▶ PROBLEM TO SOLVE
Report each line of the records below that holds the word "positive".

****

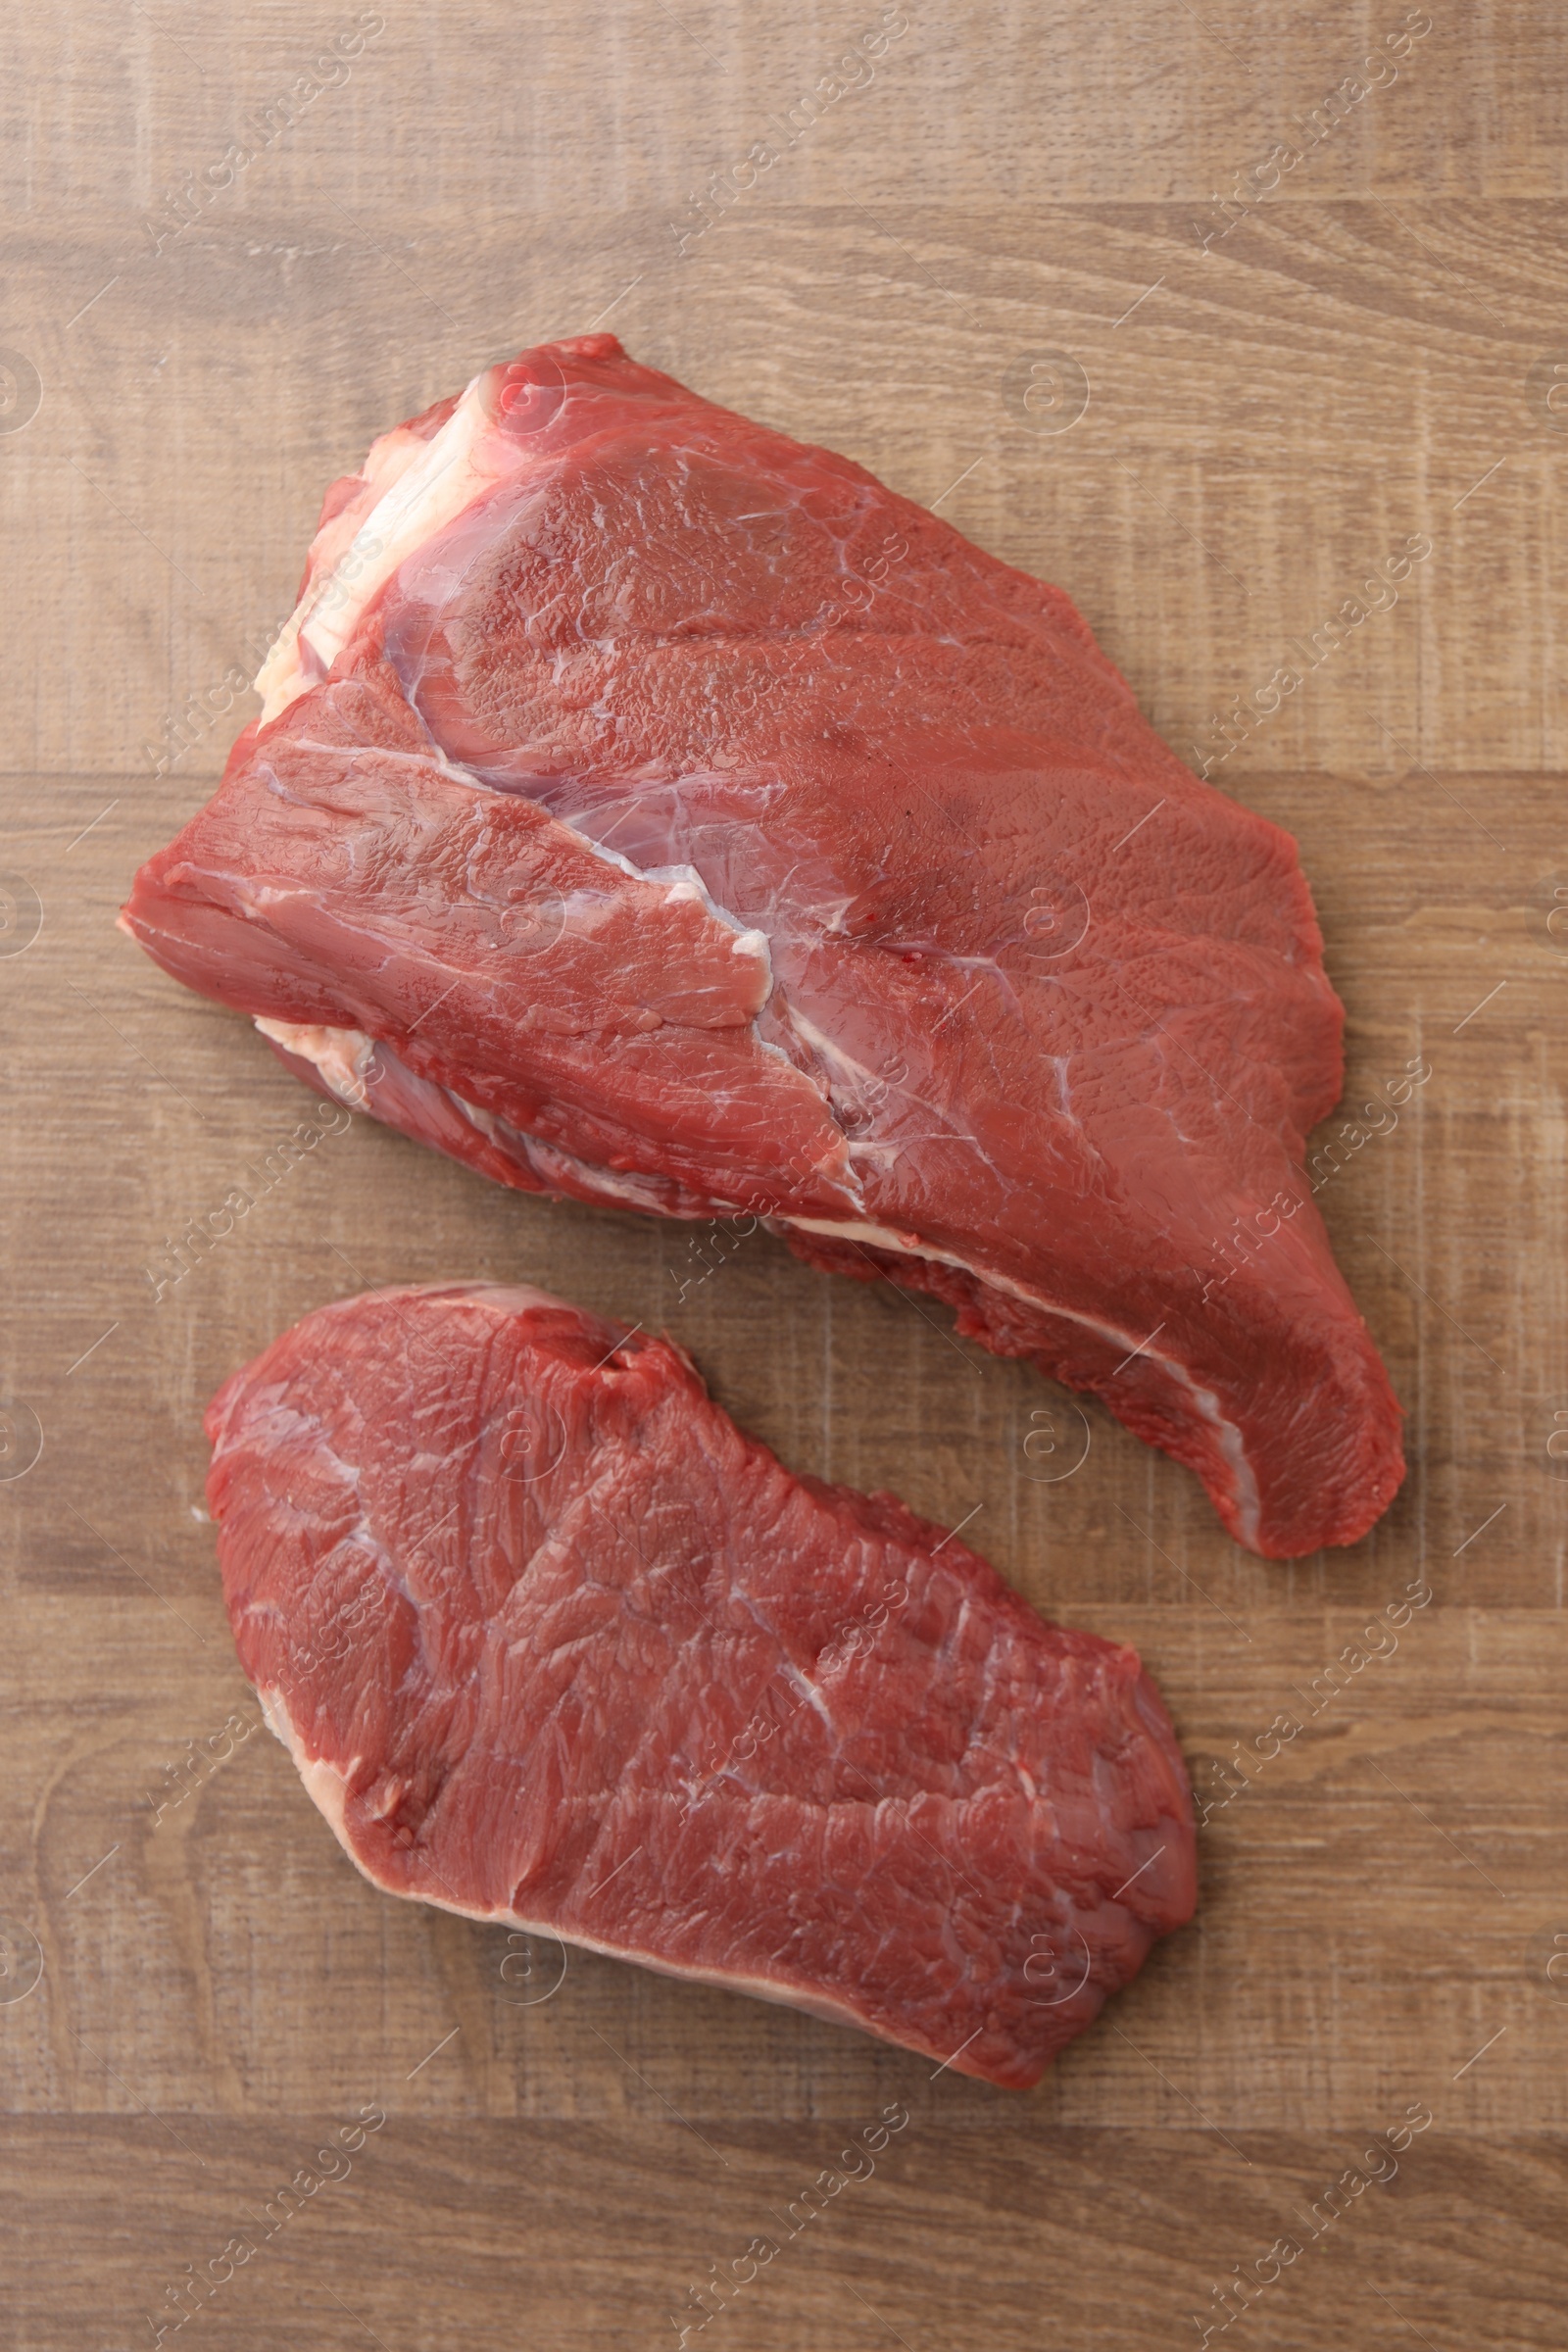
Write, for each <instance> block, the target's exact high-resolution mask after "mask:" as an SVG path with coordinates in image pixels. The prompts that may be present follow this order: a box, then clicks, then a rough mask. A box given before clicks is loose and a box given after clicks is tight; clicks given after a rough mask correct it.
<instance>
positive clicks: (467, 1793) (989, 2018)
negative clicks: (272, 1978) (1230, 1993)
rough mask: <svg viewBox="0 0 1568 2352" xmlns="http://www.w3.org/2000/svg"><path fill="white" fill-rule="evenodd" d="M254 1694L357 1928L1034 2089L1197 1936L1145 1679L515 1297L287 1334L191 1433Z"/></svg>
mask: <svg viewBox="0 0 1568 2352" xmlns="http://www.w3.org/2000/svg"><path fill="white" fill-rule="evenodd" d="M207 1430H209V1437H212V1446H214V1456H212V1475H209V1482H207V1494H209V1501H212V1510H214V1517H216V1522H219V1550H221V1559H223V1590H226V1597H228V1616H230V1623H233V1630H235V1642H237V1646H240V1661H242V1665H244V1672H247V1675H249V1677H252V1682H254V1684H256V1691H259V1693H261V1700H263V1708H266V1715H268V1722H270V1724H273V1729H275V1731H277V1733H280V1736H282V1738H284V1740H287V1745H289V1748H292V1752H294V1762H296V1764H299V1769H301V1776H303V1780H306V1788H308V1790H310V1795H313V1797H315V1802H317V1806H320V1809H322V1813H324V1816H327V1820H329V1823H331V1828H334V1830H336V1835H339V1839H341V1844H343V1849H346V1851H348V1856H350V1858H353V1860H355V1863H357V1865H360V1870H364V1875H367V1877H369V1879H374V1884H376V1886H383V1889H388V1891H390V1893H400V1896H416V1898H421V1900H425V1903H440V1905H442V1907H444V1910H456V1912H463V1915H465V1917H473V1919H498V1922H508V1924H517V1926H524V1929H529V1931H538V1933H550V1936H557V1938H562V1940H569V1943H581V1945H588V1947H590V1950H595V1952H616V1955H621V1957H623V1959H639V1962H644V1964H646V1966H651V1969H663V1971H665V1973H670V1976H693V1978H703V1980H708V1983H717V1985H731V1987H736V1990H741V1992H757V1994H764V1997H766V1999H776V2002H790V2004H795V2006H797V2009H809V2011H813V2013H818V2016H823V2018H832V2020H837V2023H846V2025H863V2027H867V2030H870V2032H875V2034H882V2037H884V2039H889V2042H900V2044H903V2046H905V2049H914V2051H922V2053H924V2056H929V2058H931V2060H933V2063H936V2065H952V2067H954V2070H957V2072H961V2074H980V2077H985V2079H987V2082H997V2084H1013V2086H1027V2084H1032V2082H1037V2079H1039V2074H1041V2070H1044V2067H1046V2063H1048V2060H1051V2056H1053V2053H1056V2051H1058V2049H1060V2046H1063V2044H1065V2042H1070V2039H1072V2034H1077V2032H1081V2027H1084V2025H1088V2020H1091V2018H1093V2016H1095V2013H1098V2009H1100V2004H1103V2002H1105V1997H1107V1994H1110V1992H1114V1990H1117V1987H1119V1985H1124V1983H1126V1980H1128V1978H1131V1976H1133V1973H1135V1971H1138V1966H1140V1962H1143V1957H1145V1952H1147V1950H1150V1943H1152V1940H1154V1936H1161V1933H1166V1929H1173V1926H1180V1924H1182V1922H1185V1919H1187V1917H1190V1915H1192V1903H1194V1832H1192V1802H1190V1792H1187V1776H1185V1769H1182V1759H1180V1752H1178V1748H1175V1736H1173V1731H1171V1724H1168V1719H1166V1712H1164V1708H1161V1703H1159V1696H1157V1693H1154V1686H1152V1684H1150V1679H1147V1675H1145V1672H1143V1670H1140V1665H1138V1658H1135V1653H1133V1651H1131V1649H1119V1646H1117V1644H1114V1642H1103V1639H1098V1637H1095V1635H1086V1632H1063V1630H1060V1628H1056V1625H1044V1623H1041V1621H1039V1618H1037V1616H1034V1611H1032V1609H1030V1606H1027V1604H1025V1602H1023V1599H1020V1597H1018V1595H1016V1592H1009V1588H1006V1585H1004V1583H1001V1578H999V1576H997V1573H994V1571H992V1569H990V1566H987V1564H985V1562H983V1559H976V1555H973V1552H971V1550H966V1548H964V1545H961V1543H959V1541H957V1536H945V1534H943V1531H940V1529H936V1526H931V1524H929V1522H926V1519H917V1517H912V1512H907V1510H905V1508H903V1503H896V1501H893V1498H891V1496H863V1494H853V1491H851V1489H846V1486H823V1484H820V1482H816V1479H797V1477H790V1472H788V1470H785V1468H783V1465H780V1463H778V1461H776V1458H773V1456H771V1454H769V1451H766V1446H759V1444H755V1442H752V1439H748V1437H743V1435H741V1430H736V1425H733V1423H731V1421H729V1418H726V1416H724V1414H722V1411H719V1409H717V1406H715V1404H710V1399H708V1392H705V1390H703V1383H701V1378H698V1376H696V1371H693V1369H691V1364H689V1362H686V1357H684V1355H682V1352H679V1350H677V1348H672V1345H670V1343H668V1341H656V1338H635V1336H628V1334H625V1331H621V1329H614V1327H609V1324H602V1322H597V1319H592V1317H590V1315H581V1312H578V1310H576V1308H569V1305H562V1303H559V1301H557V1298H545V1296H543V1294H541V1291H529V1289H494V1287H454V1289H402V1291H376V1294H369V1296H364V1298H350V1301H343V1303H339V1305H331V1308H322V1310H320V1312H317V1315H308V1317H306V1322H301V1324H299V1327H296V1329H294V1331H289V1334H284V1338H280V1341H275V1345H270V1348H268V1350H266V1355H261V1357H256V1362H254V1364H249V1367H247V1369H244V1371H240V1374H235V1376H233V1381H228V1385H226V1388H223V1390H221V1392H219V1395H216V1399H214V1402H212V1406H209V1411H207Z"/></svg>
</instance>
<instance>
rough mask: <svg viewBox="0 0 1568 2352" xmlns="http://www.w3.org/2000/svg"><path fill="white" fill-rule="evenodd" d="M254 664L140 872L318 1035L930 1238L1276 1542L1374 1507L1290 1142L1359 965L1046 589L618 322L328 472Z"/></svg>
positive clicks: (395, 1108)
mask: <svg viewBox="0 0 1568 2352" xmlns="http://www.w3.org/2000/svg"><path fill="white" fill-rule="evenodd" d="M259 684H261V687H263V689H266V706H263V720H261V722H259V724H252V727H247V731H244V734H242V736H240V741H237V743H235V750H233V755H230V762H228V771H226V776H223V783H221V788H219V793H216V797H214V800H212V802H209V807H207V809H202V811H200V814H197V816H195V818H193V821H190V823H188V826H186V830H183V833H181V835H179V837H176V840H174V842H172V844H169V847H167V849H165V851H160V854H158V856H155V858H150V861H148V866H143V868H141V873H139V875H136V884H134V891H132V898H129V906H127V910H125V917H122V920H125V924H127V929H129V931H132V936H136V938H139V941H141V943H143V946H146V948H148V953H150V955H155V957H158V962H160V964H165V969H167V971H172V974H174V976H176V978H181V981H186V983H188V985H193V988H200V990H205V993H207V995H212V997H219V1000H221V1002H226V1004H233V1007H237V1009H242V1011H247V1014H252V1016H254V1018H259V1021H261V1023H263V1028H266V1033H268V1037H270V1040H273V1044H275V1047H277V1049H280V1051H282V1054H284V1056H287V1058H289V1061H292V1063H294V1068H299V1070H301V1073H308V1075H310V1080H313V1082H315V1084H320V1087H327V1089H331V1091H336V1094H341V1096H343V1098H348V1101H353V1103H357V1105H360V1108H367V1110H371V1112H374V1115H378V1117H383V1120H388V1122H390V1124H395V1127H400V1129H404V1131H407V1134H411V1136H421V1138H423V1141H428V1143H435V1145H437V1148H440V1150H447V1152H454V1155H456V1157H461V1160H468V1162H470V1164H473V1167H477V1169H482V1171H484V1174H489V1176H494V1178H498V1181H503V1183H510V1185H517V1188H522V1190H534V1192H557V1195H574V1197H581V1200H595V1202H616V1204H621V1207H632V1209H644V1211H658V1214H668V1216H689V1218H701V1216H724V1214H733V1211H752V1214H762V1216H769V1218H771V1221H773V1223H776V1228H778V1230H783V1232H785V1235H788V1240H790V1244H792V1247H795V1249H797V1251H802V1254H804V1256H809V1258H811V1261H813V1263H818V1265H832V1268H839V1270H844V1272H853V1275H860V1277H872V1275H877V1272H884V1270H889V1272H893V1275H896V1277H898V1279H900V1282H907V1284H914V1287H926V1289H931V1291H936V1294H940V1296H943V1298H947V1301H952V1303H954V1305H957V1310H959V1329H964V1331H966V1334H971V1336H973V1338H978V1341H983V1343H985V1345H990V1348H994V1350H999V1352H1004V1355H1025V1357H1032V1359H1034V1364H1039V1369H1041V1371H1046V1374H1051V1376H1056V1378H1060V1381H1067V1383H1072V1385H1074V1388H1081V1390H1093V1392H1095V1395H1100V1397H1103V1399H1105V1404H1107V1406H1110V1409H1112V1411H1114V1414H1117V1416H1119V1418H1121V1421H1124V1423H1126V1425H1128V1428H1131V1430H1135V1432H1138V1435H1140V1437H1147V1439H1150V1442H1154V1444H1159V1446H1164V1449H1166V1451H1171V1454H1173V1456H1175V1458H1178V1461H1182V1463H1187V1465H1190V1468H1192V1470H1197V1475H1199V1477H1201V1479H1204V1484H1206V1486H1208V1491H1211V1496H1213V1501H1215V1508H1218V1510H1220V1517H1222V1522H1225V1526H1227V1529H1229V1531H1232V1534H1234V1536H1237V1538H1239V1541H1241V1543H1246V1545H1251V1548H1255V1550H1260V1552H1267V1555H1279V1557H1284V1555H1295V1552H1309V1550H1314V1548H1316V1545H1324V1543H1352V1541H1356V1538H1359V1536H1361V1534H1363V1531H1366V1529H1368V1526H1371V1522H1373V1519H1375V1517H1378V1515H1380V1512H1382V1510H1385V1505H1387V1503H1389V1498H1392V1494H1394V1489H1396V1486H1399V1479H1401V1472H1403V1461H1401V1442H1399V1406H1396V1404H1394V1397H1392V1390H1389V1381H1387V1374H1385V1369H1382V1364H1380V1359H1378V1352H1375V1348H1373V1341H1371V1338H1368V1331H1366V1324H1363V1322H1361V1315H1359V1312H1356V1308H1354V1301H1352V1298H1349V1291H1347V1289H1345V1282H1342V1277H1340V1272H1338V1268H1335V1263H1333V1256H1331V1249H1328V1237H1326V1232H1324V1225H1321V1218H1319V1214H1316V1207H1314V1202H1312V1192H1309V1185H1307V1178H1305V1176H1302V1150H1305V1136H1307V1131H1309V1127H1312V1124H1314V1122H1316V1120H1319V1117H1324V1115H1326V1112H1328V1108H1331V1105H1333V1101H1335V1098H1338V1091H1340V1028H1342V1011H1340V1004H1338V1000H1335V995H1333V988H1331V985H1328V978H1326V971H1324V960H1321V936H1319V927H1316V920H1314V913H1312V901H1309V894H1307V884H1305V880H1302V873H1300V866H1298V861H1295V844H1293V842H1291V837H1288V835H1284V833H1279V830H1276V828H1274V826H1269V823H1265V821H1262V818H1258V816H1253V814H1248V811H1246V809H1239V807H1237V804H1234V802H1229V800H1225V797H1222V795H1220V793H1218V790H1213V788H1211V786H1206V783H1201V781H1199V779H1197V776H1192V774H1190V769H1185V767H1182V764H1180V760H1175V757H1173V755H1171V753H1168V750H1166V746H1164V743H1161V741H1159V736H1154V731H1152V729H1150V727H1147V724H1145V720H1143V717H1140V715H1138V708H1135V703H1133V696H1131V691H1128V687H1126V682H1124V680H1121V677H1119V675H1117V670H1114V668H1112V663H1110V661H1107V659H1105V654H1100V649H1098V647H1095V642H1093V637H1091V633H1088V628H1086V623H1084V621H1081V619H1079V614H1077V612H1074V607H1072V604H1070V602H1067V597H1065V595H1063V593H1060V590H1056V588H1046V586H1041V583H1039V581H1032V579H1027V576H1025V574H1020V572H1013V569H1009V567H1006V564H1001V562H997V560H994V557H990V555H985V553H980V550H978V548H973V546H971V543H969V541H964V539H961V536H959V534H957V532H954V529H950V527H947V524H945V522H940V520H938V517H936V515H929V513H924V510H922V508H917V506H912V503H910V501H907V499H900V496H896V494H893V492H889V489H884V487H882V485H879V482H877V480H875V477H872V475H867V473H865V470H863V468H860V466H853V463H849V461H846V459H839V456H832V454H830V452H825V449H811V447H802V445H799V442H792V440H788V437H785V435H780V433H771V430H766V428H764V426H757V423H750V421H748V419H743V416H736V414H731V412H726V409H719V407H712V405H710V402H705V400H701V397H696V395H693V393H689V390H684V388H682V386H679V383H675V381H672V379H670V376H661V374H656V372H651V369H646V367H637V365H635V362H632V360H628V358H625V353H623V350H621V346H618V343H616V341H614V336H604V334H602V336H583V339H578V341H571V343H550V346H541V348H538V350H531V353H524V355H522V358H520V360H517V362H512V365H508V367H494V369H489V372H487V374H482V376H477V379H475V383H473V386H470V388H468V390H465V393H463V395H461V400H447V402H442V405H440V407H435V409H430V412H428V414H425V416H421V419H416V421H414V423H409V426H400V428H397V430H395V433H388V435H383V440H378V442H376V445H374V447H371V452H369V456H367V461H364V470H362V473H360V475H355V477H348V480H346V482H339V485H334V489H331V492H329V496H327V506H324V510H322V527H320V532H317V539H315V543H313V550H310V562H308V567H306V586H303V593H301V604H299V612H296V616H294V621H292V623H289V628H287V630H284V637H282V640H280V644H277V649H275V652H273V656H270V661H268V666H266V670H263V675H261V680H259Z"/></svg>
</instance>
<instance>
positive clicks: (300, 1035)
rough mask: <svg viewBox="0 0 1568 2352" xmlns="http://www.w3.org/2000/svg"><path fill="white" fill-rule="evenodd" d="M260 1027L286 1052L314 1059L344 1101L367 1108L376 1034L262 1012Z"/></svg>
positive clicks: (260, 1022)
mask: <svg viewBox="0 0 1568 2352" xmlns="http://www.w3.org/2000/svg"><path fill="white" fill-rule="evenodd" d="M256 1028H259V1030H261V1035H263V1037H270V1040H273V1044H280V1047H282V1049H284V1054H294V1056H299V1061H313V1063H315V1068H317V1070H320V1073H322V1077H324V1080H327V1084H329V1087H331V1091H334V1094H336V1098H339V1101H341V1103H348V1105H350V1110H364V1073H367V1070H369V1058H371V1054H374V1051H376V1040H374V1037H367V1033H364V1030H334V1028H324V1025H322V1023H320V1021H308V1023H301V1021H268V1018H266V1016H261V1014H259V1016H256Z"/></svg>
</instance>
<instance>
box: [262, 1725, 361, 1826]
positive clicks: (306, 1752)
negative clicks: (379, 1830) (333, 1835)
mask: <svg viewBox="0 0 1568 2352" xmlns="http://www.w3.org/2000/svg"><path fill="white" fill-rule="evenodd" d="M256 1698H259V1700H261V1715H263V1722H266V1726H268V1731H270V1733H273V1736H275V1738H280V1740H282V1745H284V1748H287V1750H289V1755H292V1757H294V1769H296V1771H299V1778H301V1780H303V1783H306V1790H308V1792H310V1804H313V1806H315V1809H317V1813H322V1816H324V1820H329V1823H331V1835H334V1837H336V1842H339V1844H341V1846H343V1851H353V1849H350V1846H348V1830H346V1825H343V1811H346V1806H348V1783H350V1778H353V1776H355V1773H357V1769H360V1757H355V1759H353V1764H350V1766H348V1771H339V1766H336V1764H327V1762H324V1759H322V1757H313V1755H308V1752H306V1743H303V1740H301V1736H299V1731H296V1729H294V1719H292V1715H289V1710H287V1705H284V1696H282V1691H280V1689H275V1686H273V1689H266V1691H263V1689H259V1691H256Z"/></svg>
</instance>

****

▶ RESPONSE AREA
positive clicks: (467, 1793) (989, 2018)
positive clicks: (395, 1108)
positive clicks: (300, 1035)
positive clicks: (260, 1022)
positive clicks: (306, 1752)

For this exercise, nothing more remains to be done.